Bitte bearbeiten —
[A] Beantworten Sie anhand des Textes kurz:
(i) Welche Behörde leitete Ingo Kober früher?
(ii) Was ist das wichtigste Kommunikationsmedium von Greenpeace?
(iii) Wofür setzt Greenpeace die modernsten Kommunikationsmittel ein?
[B] Entnehmen Sie dem Text wortgetreu alles von „Ähnlich ging Greenpeace“ bis hinunter zu „als nüchterne Texte.“.

Text —

-----

Ähnlich ging Greenpeace auch gegen Ingo Kober, den früheren Präsidenten des Europäischen Patentamtes in München vor, dessen Behörde mit Patenten auf Leben nicht nur moralische Tabus brach, sondern auch nationales und europäisches Recht. Greenpeace wird auch in Zukunft Entscheidungsträger für Umweltschäden verantwortlich machen, um eine öffentliche Debatte zu provozieren und die Verantwortlichen unter Druck zu setzen.

Die Greenpeace-Bilder:
Das wichtigste Kommunikationsmedium
von Greenpeace sind emotionale Bilder

Bilder, die Aufmerksamkeit erregen und Wut erzeugen, sind die zentrale Voraussetzung für TV- und Foto-Berichte. Greenpeace setzt deshalb die modernsten Kommunikationsmittel ein, um schnell Film- und Fotomaterial von Greenpeace-Aktionen weltweit zu verbreiten. Bilder sagen mehr als tausend Worte und können ein Thema oft besser darstellen als nüchterne Texte.

-----

Erfasste Daten —
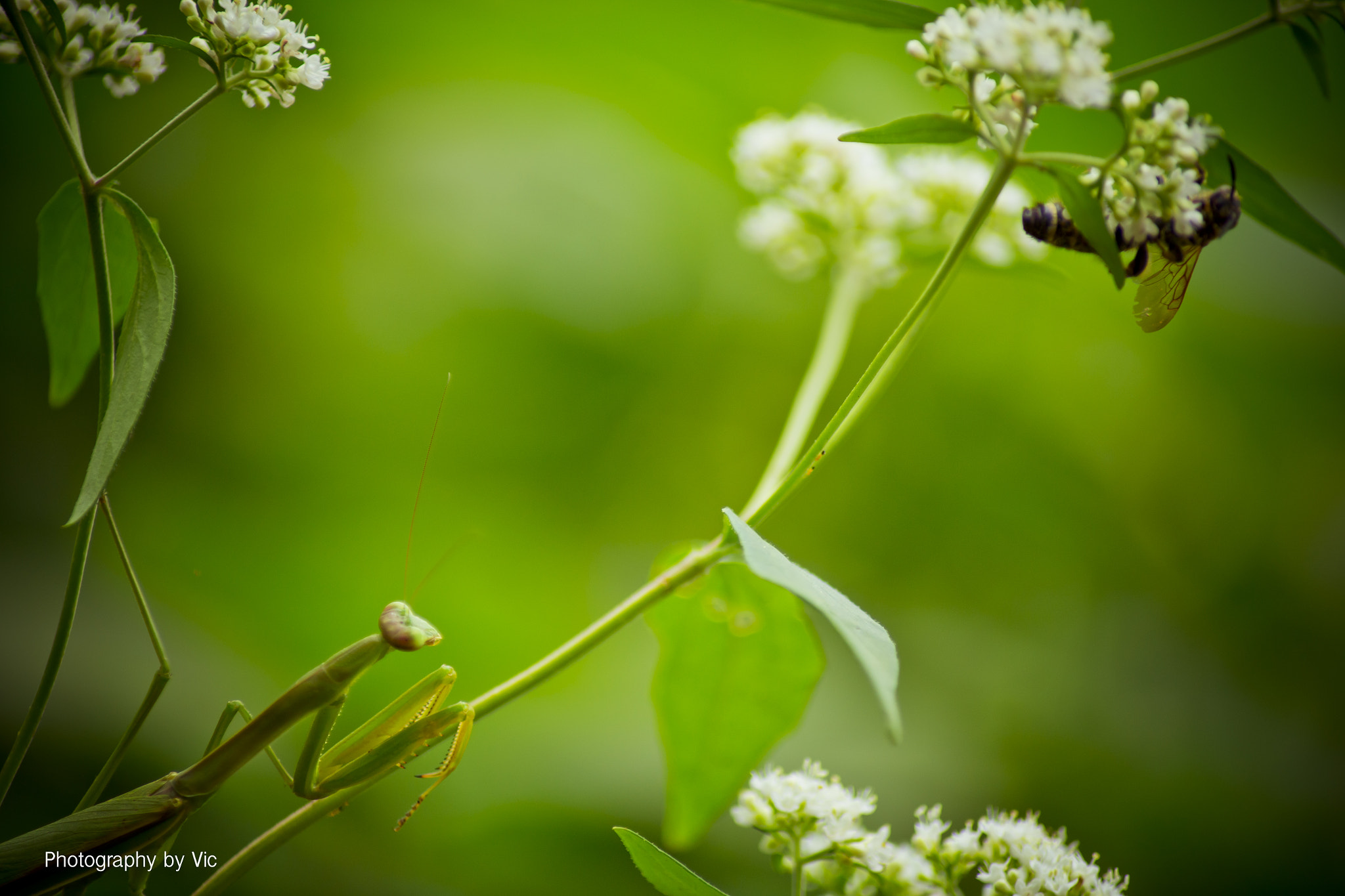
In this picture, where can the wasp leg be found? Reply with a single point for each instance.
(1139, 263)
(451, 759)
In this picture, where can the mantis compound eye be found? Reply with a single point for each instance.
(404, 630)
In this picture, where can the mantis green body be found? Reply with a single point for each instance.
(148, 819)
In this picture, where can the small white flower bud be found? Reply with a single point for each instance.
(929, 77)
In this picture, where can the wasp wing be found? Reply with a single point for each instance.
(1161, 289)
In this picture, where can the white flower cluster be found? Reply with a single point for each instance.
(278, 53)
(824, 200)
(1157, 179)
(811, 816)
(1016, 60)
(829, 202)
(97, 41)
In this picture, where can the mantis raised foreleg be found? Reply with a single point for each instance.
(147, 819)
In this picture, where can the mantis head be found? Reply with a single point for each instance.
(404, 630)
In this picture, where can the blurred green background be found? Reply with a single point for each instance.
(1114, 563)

-----

Erwartete Antworten —
[A]
(i) Das Europäische Patentamt in München, dessen Präsident er war.
(ii) Emotionale Bilder.
(iii) Um schnell Film- und Fotomaterial von Greenpeace-Aktionen weltweit zu verbreiten.

[B]
Ähnlich ging Greenpeace auch gegen Ingo Kober, den früheren Präsidenten des Europäischen Patentamtes in München vor, dessen Behörde mit Patenten auf Leben nicht nur moralische Tabus brach, sondern auch nationales und europäisches Recht. Greenpeace wird auch in Zukunft Entscheidungsträger für Umweltschäden verantwortlich machen, um eine öffentliche Debatte zu provozieren und die Verantwortlichen unter Druck zu setzen.

Die Greenpeace-Bilder:
Das wichtigste Kommunikationsmedium
von Greenpeace sind emotionale Bilder

Bilder, die Aufmerksamkeit erregen und Wut erzeugen, sind die zentrale Voraussetzung für TV- und Foto-Berichte. Greenpeace setzt deshalb die modernsten Kommunikationsmittel ein, um schnell Film- und Fotomaterial von Greenpeace-Aktionen weltweit zu verbreiten. Bilder sagen mehr als tausend Worte und können ein Thema oft besser darstellen als nüchterne Texte.